• Task instructions: Beginning with the line where "Objective — one dot per instance of the snow-covered" appears, repeat every remaining line of the entries exactly, the last line included.

• Materials provided:
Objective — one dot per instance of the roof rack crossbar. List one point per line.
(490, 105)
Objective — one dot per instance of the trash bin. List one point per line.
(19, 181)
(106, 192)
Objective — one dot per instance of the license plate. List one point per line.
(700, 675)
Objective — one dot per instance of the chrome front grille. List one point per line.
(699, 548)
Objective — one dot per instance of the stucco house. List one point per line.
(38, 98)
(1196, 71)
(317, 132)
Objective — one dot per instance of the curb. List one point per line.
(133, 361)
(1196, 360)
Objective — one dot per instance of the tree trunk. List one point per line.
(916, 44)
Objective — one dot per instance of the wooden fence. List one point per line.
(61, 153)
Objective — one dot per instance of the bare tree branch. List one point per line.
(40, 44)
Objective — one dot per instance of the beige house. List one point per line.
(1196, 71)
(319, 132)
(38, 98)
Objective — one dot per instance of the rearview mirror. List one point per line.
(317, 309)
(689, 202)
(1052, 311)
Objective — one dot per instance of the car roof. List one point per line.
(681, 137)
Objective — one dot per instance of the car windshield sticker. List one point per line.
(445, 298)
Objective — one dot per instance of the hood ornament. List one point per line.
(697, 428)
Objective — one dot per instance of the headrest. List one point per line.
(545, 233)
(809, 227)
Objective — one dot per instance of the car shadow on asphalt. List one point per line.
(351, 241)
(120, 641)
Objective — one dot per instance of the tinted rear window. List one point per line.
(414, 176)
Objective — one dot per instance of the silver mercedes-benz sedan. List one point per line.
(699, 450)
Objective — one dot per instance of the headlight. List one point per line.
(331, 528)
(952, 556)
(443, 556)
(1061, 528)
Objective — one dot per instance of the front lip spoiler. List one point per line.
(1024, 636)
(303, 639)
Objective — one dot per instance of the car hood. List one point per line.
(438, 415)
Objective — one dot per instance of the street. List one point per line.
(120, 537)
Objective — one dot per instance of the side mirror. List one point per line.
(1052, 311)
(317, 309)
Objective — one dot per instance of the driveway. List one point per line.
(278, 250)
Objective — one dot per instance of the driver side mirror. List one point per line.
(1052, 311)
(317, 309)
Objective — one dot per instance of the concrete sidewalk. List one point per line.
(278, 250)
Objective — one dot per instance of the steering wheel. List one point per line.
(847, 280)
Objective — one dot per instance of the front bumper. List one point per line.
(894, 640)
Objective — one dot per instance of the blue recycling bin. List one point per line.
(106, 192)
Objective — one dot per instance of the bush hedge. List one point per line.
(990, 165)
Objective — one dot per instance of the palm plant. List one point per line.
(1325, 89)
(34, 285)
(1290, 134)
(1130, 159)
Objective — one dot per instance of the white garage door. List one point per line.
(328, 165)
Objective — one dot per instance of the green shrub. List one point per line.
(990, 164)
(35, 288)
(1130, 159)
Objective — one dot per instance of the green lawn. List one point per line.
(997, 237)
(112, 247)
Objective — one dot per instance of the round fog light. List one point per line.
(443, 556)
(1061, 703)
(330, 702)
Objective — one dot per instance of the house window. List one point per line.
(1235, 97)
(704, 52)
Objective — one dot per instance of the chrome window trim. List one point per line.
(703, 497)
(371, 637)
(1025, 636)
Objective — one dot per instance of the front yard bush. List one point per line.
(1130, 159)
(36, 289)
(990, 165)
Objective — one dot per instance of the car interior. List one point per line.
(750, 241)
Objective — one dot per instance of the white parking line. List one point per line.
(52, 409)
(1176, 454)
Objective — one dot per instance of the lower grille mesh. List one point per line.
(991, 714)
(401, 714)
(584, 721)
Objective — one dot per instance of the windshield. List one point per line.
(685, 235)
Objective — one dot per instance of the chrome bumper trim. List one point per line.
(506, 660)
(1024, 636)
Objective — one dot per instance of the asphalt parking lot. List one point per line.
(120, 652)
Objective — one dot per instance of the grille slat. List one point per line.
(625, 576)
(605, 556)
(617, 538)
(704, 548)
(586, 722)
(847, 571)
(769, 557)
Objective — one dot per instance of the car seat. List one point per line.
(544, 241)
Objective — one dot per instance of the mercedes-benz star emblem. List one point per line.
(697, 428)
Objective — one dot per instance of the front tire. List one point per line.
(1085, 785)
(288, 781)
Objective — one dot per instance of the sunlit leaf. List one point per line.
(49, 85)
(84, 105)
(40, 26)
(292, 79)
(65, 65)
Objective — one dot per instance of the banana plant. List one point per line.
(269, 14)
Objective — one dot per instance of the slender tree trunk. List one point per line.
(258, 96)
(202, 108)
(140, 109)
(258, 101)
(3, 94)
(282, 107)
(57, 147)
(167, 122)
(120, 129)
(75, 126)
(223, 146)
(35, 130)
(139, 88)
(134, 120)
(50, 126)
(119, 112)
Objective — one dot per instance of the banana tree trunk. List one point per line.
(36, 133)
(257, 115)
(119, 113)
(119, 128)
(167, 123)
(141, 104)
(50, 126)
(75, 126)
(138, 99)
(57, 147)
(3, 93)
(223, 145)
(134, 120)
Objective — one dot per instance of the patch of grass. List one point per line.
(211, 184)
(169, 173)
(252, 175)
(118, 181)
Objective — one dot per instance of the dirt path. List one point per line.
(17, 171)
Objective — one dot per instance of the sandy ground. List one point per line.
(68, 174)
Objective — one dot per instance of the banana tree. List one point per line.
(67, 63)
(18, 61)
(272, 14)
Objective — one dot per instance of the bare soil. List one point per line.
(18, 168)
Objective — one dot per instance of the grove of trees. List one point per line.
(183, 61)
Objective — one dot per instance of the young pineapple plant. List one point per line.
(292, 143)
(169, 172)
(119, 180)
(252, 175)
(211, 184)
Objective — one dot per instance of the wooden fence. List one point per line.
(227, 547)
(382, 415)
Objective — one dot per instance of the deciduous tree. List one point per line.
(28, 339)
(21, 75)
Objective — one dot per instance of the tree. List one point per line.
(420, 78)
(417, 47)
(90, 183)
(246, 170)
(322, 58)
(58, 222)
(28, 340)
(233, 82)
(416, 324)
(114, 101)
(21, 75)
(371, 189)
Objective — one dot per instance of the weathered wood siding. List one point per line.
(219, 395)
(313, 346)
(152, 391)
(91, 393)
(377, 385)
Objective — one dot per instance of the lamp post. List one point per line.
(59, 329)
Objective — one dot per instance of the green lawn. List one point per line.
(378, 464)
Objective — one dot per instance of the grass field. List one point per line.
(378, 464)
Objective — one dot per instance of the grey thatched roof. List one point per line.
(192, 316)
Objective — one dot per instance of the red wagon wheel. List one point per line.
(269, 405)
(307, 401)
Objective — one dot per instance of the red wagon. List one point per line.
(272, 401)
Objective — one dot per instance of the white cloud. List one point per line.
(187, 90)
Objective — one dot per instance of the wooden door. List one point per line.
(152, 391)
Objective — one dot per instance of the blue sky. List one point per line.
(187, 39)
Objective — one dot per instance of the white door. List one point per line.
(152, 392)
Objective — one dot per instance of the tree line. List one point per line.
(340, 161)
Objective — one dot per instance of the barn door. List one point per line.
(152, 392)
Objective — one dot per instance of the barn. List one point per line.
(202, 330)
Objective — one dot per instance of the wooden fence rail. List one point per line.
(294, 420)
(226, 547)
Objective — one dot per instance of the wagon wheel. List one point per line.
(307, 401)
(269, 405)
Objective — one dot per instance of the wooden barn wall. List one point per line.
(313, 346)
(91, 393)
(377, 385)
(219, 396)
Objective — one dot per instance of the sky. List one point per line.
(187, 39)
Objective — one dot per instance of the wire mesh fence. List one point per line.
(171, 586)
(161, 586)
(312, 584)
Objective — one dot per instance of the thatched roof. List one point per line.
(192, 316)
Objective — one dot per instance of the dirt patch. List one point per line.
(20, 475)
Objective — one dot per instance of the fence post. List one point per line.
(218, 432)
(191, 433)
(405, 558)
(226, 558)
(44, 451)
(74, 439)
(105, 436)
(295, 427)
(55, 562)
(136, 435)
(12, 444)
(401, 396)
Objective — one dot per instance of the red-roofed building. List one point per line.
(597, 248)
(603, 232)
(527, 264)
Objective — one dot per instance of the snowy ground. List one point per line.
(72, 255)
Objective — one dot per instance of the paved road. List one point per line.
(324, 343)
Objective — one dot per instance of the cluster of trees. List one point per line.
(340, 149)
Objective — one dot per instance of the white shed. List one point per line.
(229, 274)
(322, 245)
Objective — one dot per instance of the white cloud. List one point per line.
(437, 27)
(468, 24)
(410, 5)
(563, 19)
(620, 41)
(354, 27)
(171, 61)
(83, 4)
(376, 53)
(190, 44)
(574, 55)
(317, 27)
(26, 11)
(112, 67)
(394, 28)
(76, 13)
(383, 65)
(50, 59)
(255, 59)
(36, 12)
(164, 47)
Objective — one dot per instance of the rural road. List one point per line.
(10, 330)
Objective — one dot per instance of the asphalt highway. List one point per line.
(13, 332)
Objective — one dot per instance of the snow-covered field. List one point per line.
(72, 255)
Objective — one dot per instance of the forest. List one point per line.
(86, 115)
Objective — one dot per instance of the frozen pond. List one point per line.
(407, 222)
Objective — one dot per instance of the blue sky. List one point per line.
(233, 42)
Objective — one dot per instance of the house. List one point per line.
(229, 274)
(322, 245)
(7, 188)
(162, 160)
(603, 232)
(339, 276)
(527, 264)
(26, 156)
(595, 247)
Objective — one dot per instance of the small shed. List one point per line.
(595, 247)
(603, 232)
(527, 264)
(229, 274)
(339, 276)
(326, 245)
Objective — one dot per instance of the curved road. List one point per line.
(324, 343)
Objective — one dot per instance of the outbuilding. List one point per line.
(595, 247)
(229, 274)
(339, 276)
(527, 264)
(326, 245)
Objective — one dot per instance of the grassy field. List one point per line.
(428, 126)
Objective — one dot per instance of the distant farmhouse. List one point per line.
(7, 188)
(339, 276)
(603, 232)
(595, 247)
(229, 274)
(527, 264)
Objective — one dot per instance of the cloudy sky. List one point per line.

• Result of the exercise:
Objective — one dot per instance of the snow-covered field. List one point per line.
(72, 255)
Objective — one dot per instance of the forest. List one point per line.
(86, 115)
Objective — one dot per instance of the frozen pond. List one point per line.
(407, 222)
Objective — one dot per instance of the blue sky. List one point per line.
(233, 42)
Objective — one dot per instance of the house. List one point per line.
(229, 274)
(322, 245)
(7, 188)
(162, 160)
(603, 232)
(339, 276)
(527, 264)
(26, 156)
(595, 247)
Objective — one dot per instance of the small shed. List one point per line.
(595, 247)
(603, 232)
(527, 264)
(229, 274)
(339, 276)
(326, 245)
Objective — one dot per instance of the curved road. List one point per line.
(324, 343)
Objective — one dot per instance of the outbuilding. List one point per line.
(595, 247)
(229, 274)
(339, 276)
(527, 264)
(326, 245)
Objective — one dot per instance of the grassy field. List one point per line.
(428, 126)
Objective — one dot per instance of the distant farmhouse. List one point per line.
(7, 188)
(339, 276)
(603, 232)
(595, 247)
(229, 274)
(527, 264)
Objective — one dot per instance of the cloudy sky. List one point per line.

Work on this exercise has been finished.